EXERCISE OBJECTIVE> Looking at the listing below, how many lines include "body"? Answer with the number only.

-=-=-

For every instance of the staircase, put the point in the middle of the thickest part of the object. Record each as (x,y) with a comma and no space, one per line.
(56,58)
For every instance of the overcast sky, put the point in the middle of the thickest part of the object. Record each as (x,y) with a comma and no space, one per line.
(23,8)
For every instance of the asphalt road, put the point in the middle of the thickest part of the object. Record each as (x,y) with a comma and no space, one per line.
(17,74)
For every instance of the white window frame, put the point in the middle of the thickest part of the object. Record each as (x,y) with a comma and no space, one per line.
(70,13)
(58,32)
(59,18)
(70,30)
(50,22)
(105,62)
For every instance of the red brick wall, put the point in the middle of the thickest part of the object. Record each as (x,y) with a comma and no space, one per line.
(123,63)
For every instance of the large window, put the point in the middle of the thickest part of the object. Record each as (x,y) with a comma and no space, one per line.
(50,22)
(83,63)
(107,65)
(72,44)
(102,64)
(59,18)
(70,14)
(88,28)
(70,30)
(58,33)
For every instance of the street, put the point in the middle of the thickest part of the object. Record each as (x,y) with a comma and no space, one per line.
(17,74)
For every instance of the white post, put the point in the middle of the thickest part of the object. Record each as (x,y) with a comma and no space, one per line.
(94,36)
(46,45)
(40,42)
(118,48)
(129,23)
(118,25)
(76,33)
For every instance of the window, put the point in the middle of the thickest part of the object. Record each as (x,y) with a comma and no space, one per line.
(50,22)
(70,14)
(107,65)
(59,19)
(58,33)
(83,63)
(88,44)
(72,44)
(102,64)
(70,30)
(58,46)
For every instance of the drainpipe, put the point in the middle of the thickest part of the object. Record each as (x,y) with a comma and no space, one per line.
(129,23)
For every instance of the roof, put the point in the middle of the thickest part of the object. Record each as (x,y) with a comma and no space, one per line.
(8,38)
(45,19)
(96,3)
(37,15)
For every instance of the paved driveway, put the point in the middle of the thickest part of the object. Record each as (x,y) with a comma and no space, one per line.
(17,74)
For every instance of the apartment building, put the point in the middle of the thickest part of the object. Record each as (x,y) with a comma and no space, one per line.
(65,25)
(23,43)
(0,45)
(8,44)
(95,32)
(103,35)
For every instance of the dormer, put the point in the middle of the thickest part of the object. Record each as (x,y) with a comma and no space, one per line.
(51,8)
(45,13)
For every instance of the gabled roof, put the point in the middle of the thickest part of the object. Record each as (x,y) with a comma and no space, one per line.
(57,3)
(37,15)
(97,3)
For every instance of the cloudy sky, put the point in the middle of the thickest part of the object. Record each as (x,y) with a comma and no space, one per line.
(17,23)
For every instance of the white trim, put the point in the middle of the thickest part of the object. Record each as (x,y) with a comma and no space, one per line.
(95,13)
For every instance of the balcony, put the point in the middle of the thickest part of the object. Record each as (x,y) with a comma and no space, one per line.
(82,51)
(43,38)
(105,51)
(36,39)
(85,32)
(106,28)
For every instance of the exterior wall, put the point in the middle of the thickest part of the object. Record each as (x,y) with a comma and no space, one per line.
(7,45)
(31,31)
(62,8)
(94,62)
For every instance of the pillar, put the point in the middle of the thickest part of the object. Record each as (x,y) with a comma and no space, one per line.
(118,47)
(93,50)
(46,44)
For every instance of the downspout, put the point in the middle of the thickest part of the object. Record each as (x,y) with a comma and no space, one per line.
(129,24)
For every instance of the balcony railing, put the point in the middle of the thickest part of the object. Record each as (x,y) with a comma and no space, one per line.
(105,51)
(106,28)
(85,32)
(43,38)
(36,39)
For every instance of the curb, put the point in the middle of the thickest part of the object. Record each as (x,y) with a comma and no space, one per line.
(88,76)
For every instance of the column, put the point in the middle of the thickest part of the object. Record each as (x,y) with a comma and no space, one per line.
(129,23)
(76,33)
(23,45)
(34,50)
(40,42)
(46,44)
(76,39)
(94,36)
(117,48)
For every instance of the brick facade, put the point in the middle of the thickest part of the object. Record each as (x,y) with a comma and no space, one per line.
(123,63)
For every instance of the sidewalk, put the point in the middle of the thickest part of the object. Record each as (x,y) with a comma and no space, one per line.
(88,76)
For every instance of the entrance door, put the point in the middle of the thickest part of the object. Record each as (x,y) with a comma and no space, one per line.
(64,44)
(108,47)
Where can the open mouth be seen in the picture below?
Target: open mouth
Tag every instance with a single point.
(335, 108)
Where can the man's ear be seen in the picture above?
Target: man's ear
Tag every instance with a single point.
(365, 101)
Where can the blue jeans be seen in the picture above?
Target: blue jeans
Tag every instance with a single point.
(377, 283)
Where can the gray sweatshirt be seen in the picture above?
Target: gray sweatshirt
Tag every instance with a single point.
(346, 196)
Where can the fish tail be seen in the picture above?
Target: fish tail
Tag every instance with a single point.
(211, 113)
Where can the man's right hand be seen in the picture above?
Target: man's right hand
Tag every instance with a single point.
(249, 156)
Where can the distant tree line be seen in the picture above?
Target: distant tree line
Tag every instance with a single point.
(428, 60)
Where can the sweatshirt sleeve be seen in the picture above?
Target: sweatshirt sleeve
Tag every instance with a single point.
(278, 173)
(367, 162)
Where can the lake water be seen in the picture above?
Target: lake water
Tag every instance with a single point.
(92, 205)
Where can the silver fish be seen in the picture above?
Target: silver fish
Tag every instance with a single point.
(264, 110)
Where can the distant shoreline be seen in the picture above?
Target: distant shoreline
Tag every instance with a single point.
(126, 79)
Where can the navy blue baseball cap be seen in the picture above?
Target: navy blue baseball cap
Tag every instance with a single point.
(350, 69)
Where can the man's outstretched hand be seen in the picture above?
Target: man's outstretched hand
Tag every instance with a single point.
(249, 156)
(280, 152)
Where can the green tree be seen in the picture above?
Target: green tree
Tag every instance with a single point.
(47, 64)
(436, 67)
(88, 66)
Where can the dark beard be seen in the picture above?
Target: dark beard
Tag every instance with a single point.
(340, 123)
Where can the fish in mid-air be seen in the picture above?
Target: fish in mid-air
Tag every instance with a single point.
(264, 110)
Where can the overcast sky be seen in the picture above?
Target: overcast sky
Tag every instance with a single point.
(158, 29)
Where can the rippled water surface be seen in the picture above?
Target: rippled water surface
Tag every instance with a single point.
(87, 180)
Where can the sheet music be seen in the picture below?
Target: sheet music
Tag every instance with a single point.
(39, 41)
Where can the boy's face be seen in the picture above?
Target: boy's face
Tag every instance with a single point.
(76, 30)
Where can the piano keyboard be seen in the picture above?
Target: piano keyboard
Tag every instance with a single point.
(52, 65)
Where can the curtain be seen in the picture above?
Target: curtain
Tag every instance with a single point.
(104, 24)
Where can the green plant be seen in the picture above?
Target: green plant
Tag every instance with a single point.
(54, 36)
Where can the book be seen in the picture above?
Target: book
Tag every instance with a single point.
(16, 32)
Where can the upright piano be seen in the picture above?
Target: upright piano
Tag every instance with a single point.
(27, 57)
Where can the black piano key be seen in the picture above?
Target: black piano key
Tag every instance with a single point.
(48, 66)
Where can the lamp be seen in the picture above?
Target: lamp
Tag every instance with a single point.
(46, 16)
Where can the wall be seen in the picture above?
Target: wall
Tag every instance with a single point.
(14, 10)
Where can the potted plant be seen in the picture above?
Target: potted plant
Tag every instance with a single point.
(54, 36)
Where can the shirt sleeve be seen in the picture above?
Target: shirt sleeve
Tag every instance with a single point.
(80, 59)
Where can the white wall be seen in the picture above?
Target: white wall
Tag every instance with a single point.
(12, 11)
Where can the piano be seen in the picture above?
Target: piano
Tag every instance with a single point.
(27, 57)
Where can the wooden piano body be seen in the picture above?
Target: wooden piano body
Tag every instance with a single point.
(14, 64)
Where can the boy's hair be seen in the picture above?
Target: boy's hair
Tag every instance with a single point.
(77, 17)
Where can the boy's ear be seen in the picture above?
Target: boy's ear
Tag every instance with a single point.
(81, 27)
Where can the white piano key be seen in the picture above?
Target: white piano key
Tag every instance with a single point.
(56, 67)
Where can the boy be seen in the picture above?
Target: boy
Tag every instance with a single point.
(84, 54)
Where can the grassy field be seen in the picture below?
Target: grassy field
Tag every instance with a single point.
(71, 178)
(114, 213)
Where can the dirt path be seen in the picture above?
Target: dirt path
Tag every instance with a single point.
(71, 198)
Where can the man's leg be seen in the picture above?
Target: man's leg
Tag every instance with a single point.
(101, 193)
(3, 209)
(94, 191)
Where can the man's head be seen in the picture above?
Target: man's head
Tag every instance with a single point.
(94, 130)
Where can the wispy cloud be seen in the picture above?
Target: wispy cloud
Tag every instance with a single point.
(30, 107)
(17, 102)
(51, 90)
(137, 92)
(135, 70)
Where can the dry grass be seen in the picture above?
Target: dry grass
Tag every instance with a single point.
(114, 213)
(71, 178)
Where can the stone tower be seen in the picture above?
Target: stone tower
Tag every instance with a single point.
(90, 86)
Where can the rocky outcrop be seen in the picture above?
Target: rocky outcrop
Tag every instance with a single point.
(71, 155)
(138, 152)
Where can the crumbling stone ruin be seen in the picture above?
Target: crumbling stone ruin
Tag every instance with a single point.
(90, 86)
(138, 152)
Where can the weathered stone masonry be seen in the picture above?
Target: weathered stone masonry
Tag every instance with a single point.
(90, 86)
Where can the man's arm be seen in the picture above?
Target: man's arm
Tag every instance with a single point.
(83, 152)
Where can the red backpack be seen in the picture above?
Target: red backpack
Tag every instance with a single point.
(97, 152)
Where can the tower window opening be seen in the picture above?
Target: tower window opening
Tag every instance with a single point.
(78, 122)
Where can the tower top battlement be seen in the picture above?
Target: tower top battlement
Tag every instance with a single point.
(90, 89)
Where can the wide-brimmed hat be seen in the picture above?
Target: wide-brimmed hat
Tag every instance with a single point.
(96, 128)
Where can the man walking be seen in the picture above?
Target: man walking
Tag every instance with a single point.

-=-=-

TASK RESPONSE> 2